* [Excerpted data]
※

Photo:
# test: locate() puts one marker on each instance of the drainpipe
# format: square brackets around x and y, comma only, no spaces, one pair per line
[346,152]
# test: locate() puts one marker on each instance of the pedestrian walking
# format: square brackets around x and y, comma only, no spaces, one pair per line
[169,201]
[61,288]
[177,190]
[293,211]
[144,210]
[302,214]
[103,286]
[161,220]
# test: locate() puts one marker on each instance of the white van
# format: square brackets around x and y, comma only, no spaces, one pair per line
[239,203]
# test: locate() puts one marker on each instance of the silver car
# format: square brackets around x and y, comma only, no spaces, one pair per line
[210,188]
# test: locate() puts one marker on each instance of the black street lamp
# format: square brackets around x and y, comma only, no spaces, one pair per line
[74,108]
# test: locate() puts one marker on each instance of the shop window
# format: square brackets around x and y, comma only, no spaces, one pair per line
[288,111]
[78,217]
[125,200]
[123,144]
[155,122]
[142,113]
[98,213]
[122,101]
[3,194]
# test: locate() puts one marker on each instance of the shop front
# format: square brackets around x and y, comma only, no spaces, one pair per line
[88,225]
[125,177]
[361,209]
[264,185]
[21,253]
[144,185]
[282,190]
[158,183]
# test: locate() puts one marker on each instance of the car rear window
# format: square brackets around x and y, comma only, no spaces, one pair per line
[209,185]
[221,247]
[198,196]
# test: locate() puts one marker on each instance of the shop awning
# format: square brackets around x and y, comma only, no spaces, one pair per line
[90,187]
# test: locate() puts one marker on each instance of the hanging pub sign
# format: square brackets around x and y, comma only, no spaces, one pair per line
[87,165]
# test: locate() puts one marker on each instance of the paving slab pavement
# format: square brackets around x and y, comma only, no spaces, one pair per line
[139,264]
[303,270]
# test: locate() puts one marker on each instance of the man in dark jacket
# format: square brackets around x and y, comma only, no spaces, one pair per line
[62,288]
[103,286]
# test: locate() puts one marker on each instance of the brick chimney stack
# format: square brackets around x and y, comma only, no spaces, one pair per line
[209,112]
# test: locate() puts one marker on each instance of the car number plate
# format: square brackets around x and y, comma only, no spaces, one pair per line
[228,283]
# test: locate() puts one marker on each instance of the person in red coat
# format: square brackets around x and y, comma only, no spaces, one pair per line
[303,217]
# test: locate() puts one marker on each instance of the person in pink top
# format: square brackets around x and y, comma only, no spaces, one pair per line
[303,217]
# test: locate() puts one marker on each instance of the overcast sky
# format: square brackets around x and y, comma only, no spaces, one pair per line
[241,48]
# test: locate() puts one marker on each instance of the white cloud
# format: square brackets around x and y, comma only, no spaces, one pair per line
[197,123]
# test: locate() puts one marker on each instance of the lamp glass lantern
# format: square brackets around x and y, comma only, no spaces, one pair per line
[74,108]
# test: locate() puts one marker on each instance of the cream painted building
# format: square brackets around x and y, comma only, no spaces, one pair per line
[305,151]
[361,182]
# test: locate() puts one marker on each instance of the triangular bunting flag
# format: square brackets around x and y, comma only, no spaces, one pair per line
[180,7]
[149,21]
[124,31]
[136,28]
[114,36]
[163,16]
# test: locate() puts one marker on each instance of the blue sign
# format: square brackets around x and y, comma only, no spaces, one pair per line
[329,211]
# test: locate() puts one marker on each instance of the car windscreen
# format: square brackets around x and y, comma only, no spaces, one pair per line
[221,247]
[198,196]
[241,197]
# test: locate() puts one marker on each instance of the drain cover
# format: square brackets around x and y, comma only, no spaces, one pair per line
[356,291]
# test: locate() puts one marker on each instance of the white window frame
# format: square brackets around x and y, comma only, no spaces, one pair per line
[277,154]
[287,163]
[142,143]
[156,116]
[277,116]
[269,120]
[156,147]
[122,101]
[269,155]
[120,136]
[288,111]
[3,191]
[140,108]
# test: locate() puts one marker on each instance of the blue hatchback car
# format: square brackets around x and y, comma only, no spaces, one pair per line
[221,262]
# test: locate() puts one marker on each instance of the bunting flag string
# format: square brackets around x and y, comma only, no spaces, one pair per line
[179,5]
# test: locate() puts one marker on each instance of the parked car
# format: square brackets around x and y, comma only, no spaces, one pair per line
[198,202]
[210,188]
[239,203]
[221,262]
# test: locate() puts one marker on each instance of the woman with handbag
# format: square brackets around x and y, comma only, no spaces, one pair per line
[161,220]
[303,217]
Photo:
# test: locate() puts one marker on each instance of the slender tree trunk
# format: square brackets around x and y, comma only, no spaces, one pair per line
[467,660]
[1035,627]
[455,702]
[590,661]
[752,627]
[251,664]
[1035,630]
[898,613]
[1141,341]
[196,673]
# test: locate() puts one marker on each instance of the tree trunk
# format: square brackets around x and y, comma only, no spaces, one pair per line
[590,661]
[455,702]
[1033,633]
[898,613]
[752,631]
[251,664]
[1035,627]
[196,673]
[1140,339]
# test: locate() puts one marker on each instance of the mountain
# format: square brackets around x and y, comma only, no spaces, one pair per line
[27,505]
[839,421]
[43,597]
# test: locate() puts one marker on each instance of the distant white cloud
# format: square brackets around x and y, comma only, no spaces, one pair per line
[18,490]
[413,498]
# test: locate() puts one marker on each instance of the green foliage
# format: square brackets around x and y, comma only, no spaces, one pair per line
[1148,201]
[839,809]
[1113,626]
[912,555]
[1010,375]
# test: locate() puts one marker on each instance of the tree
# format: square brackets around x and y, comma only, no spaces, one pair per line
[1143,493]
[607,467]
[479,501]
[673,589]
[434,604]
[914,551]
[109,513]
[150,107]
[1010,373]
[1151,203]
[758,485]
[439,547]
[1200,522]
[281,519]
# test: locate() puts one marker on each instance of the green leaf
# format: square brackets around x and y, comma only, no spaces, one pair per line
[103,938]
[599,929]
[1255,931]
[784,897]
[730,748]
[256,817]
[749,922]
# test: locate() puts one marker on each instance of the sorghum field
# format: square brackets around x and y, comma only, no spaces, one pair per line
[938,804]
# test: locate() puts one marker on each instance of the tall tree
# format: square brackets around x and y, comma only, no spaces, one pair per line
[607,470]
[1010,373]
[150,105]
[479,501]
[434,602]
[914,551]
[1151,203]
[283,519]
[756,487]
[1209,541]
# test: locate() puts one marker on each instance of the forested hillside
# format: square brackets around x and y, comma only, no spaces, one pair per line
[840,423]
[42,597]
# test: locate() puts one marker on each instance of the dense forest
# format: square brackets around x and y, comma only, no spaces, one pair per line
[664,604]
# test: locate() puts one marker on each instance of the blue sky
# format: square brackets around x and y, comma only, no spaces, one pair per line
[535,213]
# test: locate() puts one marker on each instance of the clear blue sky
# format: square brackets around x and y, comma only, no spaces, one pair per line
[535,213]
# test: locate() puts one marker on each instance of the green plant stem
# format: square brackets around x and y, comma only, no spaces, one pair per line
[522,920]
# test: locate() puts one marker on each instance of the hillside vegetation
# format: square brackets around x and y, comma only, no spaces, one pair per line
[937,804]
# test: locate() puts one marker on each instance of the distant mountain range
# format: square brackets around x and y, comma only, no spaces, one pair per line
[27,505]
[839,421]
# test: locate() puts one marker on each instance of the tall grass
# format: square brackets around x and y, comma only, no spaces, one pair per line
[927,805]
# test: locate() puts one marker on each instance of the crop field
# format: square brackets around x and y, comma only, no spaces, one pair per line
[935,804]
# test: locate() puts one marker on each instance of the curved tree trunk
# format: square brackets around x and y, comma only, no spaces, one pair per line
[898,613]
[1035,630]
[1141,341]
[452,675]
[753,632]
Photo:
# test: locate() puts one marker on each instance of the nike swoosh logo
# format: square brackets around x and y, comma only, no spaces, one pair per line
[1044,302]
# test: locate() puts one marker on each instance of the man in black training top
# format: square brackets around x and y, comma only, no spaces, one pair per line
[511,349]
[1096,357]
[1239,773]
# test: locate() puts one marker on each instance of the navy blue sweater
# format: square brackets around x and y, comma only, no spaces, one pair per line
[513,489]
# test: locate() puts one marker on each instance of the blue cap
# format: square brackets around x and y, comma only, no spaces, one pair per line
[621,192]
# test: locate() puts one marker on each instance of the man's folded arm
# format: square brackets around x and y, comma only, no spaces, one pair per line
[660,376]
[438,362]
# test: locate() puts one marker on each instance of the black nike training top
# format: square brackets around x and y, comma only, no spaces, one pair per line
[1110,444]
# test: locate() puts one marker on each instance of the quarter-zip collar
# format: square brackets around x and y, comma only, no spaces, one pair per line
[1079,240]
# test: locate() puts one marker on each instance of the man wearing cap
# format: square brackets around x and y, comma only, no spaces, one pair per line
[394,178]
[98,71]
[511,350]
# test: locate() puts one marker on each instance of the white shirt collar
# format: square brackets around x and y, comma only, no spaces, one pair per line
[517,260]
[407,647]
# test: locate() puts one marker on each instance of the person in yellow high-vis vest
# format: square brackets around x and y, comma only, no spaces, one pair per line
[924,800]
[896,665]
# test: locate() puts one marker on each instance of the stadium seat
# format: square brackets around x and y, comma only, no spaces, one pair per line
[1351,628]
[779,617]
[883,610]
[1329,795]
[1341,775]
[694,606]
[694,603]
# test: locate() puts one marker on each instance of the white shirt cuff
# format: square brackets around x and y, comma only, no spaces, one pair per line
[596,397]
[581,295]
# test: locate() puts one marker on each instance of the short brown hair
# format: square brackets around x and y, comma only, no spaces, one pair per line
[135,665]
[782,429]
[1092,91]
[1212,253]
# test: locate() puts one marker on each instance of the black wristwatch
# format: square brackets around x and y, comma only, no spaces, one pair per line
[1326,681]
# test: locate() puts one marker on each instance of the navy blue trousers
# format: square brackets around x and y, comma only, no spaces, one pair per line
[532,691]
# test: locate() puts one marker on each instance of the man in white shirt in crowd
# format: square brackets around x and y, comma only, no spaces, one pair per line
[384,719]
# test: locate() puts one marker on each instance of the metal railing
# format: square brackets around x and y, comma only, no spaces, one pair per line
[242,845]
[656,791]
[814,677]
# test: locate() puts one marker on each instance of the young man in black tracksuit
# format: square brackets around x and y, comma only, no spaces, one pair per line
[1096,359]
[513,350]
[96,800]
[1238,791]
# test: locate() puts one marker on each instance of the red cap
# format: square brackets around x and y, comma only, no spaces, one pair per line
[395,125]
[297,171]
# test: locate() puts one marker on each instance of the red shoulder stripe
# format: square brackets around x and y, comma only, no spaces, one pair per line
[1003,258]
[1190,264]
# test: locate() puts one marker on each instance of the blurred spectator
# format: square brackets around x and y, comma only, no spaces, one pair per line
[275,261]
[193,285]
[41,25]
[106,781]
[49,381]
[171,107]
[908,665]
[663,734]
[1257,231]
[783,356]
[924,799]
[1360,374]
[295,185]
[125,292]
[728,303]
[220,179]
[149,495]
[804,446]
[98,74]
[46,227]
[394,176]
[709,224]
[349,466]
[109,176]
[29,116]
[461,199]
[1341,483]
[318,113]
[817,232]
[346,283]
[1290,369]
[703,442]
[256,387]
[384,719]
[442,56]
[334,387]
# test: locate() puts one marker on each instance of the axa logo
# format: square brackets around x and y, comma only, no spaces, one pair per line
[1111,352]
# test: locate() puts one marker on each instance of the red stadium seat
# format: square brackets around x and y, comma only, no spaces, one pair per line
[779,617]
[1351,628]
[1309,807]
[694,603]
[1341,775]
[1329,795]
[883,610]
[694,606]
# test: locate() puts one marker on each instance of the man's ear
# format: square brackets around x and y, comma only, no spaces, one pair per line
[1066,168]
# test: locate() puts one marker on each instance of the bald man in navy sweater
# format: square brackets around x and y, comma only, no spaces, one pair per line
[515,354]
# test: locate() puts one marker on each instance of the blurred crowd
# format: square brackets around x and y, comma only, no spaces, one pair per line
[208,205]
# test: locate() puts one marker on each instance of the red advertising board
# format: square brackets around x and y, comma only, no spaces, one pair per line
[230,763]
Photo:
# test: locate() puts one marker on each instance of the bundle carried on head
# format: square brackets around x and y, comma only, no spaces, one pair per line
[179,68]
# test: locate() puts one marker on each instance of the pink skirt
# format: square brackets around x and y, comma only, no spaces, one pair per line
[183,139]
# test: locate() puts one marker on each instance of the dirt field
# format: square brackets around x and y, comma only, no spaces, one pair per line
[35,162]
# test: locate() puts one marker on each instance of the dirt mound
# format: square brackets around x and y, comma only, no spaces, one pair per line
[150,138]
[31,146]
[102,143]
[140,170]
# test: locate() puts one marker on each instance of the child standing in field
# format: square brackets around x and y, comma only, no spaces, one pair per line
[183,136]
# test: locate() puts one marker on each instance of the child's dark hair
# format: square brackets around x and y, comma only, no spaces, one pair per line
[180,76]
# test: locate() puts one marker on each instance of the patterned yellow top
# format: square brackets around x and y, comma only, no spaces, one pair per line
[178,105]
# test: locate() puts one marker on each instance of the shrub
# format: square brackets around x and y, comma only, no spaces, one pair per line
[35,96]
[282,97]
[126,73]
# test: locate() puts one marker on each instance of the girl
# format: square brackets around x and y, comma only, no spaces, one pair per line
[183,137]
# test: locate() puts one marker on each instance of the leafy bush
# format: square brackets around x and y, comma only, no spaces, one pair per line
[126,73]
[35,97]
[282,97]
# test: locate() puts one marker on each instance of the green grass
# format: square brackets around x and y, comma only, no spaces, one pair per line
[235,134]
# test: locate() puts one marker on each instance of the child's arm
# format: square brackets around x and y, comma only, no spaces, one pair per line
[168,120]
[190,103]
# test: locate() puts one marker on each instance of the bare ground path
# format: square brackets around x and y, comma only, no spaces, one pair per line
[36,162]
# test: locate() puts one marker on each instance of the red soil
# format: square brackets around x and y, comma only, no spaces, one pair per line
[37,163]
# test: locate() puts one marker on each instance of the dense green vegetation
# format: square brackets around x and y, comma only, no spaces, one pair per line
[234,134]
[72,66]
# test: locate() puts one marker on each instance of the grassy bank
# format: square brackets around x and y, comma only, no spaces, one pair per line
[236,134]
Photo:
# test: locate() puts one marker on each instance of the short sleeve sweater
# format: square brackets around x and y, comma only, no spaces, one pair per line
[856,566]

※

* [Exercise prompt] Everything from the line containing "bare ground path" to the last line of the entries above should be quoted exactly, and only that.

* [Exercise solution]
# test: locate() puts one marker on each instance of the bare ground path
# format: square brackets around x and y, comma only, no spaces, one pair per line
[36,162]
# test: locate() puts one marker on each instance of the red soil
# format: square brackets around x and y, comma only, no spaces, one pair per line
[37,163]
# test: locate() puts one marker on each instance of the dense green vegetation
# format: square brackets around x and y, comma only, no spaces, one pair per line
[234,134]
[72,66]
# test: locate() puts one marker on each instance of the grassy bank
# format: square brackets around x and y, comma only, no spaces, one pair per line
[236,134]
Photo:
# test: locate() puts one marker on each instance of the short sleeve sweater
# format: square brackets around x and y, comma only, no spaces, one pair per line
[856,566]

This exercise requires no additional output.